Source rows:
☆ ☆ ☆ ☆ ☆

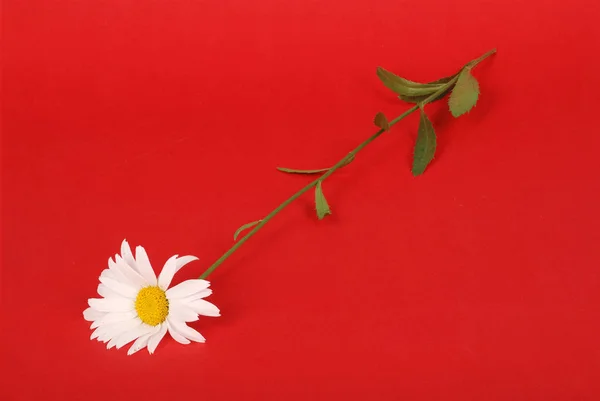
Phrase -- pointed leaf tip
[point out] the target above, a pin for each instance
(244, 227)
(381, 121)
(425, 145)
(320, 202)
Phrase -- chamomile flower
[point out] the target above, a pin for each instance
(137, 306)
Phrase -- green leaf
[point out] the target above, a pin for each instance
(419, 99)
(317, 171)
(244, 227)
(465, 93)
(320, 202)
(404, 86)
(425, 146)
(381, 121)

☆ ☆ ☆ ☆ ☆

**WHAT IS BEING ASKED:**
Can you write out again the part of the rows that opens with the line containing "Phrase -- chamomile flower" and closes with the last row, requests included, shifting every coordinate in the pin answers by -94?

**RESULT OF THE EXERCISE:**
Phrase -- chamomile flower
[point out] the target above, a pin for each instance
(43, 212)
Phrase -- green leaf
[point out] the target above, a pin for each instance
(325, 5)
(223, 77)
(150, 133)
(371, -1)
(226, 108)
(310, -8)
(331, 52)
(287, 27)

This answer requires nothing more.